## JOB 1
Please reproduce the essay about growing up as a misfit word for word, from "My sister and" up to and including "independent of fatness.".
** begin TEXT SECTION **
Thursday, March 7, 2013
Eccentric Fat Girl
I know what being a misfit is all about, being beyond the stereotypical round peg in a square hole. And its not just the more artistic nature I was born with, my individuality was even misunderstood and rejected by my family. Nerd, Weirdo, freak, spaz, are words that ring in my ears even years later on the playground and off it. Even family friends and others were disturbed by levels of precociousness I held by a young age which included the ability to read by age 3 and half.
As a child I could sit for hours and just read, I would ride my bike to the library and spend hours wandering the rows of books. I was often accused of having no sense of humor. I knew that locker room banter, television sitcoms, cheerleader camp, the junior prom and later sororities were not for me. Small talk bored me. I felt repressed and I was a fat “Wednesday” from the Addams Family comic books from the 30s I parlayed from the library. I grew up being a dreamer surrounded by more level-headed practical types. My fatness was not the most mitigating factor but born into a group of practical and concrete types where dominance and control came first, my intuitive, emotional nature seeking connection with others was rarely understood. I wondered at times if I had been left in a basket on the doorstep.
My sister and brother were normal and fit in easily. My sister, was a thin quiet neat hard worker, she fit in naturally unlike myself who failed miserably at it even when I tried. She seemed untroubled by my crazy schemes and served naturally the role as the “good and obedient” daughter and was the favorite by far. My brother, even being somewhat fat joined in with the popular crowd, joining a fraternity in college and partying with a group of friends later on. I was the odd one out independent of fatness.
To my extended relatives, I was the crazy lady in the attic by age 8. I made little sense to them and they knew I was not the same. My grandmother, aunts and cousins just wondered what made me so different why couldn’t I accept things the way that they were? Why was my nose always in a book? Why did I keep talking about such strange things? Why doesn’t she act normal? What else could a conservative middle American family think of their wayward daughter, fat, insistent on oil painting her way through college? By age 18, I had been cemented with the title as family black-sheep and "rebel" though definitely I wasn't being invited to any parties either.
Oddly it was not rebellion as one sees manufactured in Hollywood, sex, drugs and Rock n’ Roll for the masses but more an intellectual sort that seemed to make people angrier. I didn't date til I was 23 years old, I was a teetotaler. Beyond being fat, I knew I was alone in my view of the world which saw things through an emotional artistic nature. While I could find beauty in the most mundane of things such as the way the light hit a certain vase on the shelf, life surrounded by people who did not understand me at all was very tough. While I did well enough in school, I felt insecure in carrying out the tasks that came effortlessly to my family and all the shaming did not help. I was bad at cleaning, making plans or the practical matters of life. I would even joke to one internet chum, ”I am not a linear thinker”. This alone made me an outcast within my own family even earlier and beyond the weight.
** end TEXT SECTION **
** begin AVAILABLE RECORDS **
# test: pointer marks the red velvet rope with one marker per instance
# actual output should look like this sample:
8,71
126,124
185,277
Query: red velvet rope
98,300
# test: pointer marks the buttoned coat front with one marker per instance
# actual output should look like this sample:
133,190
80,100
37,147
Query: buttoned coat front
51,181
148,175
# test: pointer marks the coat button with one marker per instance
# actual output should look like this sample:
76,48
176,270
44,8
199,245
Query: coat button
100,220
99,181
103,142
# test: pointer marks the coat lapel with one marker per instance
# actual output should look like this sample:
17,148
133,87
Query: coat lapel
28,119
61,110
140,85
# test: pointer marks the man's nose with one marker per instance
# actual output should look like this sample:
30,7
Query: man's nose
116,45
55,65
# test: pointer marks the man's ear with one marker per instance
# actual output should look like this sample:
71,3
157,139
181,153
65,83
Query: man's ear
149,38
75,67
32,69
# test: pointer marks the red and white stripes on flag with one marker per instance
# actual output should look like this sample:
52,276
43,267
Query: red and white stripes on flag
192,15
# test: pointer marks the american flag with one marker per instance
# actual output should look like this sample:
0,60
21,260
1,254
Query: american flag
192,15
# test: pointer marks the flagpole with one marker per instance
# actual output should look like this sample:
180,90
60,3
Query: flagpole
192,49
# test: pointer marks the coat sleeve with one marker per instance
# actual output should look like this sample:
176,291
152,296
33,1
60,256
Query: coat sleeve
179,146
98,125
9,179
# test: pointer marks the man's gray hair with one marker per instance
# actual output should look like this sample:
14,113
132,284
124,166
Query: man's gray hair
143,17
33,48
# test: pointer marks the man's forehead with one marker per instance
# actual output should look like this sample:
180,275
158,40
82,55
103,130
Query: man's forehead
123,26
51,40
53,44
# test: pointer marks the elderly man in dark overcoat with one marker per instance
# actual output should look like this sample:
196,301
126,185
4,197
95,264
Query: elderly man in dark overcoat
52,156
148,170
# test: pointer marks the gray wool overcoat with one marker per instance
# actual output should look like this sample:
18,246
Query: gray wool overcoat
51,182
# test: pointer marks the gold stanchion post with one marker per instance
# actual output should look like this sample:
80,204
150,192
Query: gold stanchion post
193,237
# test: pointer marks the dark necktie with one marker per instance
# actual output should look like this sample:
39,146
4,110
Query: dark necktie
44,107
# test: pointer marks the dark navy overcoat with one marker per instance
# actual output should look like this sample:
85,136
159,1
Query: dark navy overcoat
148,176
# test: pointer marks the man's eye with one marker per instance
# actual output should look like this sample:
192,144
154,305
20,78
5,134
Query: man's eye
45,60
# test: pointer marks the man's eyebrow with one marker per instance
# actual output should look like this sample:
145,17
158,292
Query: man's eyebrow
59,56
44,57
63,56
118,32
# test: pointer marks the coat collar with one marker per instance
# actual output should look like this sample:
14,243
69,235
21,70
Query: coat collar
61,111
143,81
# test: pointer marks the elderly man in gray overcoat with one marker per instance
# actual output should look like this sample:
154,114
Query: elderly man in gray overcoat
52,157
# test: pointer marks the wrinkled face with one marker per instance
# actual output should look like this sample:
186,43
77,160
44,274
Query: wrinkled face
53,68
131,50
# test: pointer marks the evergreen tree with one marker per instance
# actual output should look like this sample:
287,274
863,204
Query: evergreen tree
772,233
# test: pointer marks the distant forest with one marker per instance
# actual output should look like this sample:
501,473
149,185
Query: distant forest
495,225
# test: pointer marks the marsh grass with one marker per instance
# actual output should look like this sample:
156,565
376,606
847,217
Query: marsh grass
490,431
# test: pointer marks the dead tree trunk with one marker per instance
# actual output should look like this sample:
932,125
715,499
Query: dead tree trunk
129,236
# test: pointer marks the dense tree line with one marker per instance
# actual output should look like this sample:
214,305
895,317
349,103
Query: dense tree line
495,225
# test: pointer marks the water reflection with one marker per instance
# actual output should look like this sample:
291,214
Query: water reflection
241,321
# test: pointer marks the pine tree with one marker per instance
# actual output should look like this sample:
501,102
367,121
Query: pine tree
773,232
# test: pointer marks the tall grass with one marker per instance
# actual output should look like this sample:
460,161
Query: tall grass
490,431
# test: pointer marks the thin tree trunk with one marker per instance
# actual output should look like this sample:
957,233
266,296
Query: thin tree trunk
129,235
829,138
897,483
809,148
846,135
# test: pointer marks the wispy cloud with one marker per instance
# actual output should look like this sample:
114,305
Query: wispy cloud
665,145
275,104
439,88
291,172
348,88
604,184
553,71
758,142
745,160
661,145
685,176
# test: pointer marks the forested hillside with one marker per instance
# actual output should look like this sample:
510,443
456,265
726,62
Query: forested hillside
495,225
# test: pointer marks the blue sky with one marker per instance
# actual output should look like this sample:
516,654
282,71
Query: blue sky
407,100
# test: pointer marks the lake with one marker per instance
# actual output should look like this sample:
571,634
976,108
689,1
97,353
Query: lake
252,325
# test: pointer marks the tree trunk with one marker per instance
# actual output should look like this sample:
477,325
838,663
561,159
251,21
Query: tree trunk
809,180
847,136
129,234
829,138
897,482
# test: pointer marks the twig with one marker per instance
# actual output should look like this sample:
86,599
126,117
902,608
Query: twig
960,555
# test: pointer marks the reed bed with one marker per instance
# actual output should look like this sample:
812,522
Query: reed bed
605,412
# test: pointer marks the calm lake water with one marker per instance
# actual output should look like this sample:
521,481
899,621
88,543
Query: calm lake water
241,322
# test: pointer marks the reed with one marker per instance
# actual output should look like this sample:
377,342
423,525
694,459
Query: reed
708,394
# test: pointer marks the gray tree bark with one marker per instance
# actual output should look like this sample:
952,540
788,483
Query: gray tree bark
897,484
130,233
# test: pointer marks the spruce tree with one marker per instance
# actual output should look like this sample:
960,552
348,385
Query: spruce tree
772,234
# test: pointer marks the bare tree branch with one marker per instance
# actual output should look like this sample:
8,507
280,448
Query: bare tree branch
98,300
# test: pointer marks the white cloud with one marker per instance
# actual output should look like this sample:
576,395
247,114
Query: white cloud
** end AVAILABLE RECORDS **
## JOB 2
State how many lines of the records contain the string "bark", matching case exactly, and give only that number.

## CORRECT RESULT 1
My sister and brother were normal and fit in easily. My sister, was a thin quiet neat hard worker, she fit in naturally unlike myself who failed miserably at it even when I tried. She seemed untroubled by my crazy schemes and served naturally the role as the “good and obedient” daughter and was the favorite by far. My brother, even being somewhat fat joined in with the popular crowd, joining a fraternity in college and partying with a group of friends later on. I was the odd one out independent of fatness.

## CORRECT RESULT 2
2